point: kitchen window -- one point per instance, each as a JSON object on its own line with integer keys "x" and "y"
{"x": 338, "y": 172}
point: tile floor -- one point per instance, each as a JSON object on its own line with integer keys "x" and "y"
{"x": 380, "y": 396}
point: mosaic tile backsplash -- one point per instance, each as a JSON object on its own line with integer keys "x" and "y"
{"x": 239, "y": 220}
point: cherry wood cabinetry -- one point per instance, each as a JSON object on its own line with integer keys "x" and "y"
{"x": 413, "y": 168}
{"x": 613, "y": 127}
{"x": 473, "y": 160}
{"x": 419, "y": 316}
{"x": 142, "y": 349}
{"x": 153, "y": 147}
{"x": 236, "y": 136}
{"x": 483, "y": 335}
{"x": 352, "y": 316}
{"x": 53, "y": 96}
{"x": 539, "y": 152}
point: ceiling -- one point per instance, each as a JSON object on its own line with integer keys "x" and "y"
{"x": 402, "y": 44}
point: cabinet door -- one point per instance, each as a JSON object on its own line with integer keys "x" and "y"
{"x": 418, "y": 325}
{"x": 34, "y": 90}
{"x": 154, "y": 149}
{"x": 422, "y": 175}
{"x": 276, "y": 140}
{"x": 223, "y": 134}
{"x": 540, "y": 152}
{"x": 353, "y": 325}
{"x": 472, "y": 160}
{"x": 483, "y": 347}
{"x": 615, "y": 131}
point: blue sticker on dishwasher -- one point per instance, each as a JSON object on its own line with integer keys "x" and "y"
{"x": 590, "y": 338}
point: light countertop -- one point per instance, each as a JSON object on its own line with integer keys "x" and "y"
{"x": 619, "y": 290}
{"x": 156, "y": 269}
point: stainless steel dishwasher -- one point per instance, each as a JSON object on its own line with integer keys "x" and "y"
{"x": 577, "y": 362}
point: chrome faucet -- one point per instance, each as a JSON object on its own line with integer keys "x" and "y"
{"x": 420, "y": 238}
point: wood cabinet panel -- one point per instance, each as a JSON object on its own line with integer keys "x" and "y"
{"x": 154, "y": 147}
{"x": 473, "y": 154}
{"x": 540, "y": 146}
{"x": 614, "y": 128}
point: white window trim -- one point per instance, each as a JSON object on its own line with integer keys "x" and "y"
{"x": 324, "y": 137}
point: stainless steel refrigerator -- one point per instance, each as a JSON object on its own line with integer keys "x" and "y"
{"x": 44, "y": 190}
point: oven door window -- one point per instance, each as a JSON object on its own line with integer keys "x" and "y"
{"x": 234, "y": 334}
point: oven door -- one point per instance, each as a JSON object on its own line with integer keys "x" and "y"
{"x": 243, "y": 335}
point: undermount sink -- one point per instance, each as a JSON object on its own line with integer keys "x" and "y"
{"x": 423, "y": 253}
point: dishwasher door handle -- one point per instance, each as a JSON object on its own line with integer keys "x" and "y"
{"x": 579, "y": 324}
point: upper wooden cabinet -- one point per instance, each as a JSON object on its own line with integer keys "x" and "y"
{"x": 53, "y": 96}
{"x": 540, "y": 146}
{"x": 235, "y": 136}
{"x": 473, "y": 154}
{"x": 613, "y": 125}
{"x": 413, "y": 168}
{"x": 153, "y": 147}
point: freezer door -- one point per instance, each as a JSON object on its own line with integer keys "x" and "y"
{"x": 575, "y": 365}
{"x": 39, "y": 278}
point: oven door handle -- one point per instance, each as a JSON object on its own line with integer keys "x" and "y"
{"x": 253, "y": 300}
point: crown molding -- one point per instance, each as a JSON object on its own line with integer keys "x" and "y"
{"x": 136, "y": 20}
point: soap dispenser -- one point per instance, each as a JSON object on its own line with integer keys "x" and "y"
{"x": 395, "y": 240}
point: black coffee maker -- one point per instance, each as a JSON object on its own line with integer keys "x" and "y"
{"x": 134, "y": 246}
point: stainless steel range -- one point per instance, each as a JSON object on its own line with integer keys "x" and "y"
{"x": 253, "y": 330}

What is being asked -> Go through the data and copy each line exactly as it reads.

Exercise response ->
point: kitchen window -- one point per instance, each as a JSON object on its own line with integer keys "x" and "y"
{"x": 338, "y": 172}
point: tile floor -- one point per instance, each as a JSON object on its own line with integer keys "x" and "y"
{"x": 380, "y": 396}
point: mosaic tile backsplash -- one point per instance, each as a JSON object on its own line with integer keys "x" and "y"
{"x": 239, "y": 220}
point: cherry wood cabinetry -- one point per instance, each as a JSON object on its own line with integer keys "x" and "y"
{"x": 413, "y": 168}
{"x": 613, "y": 127}
{"x": 473, "y": 160}
{"x": 419, "y": 316}
{"x": 142, "y": 349}
{"x": 153, "y": 147}
{"x": 236, "y": 136}
{"x": 483, "y": 335}
{"x": 352, "y": 316}
{"x": 53, "y": 96}
{"x": 539, "y": 152}
point: ceiling -- one point per instance, each as a JSON object on its own line with integer keys "x" and "y"
{"x": 402, "y": 44}
point: cabinet door -- one point per instance, each as a JSON object on its own line with integer keys "x" and "y"
{"x": 418, "y": 325}
{"x": 34, "y": 90}
{"x": 154, "y": 149}
{"x": 422, "y": 175}
{"x": 276, "y": 140}
{"x": 223, "y": 134}
{"x": 540, "y": 152}
{"x": 353, "y": 325}
{"x": 472, "y": 160}
{"x": 483, "y": 347}
{"x": 615, "y": 131}
point: blue sticker on dishwasher -- one point per instance, each as a JSON object on its own line with integer keys "x" and "y"
{"x": 590, "y": 338}
point: light countertop -- one point per instance, each as a JSON object on its own line with integer keys "x" and "y"
{"x": 619, "y": 290}
{"x": 156, "y": 269}
point: stainless steel dishwasher -- one point per instance, each as a JSON object on its own line with integer keys "x" and "y"
{"x": 577, "y": 362}
point: chrome faucet -- one point per instance, each as a JSON object on its own line with integer keys "x" and "y"
{"x": 420, "y": 238}
point: wood cabinet panel -- one point per instance, each as a JSON object on its own line with integer keys "x" and "y"
{"x": 154, "y": 147}
{"x": 473, "y": 154}
{"x": 540, "y": 146}
{"x": 614, "y": 128}
point: white window trim -- one point per instance, each as a JSON object on its own line with integer keys "x" and "y"
{"x": 324, "y": 137}
point: stainless steel refrigerator -- one point per instance, each as a JSON object on its own line with integer keys "x" and "y"
{"x": 44, "y": 190}
point: oven door window -- one point per instance, each as a JSON object on its own line with integer keys "x" and "y"
{"x": 234, "y": 334}
point: oven door -- one point per instance, each as a JSON object on its own line with integer keys "x" and "y"
{"x": 243, "y": 335}
point: undermount sink -- one point per instance, each as a JSON object on its own line with integer keys "x" and "y"
{"x": 423, "y": 253}
point: dishwasher door handle -- one point per instance, each as a JSON object on its own line with integer keys "x" and "y"
{"x": 579, "y": 324}
point: upper wooden cabinet -- one point per instance, each as a JSON object on its own line with integer keys "x" and "y"
{"x": 53, "y": 96}
{"x": 540, "y": 146}
{"x": 235, "y": 136}
{"x": 473, "y": 154}
{"x": 613, "y": 125}
{"x": 413, "y": 168}
{"x": 153, "y": 147}
point: freezer door -- one point per instance, each as a JSON object on its own line with integer keys "x" and "y"
{"x": 575, "y": 365}
{"x": 39, "y": 278}
point: oven door handle -- one point per instance, each as a JSON object on its own line with integer keys "x" and "y"
{"x": 253, "y": 300}
point: crown molding -- one point per instance, each as a JSON object on its own line with integer keys "x" and "y"
{"x": 136, "y": 20}
point: soap dispenser -- one point per instance, each as a JSON object on its own line with integer keys "x" and "y"
{"x": 395, "y": 240}
point: black coffee maker -- one point per instance, each as a JSON object on its own line with integer keys "x" and "y"
{"x": 134, "y": 246}
point: stainless steel range -- one point per instance, each as a JSON object on its own line with integer keys "x" and "y"
{"x": 253, "y": 330}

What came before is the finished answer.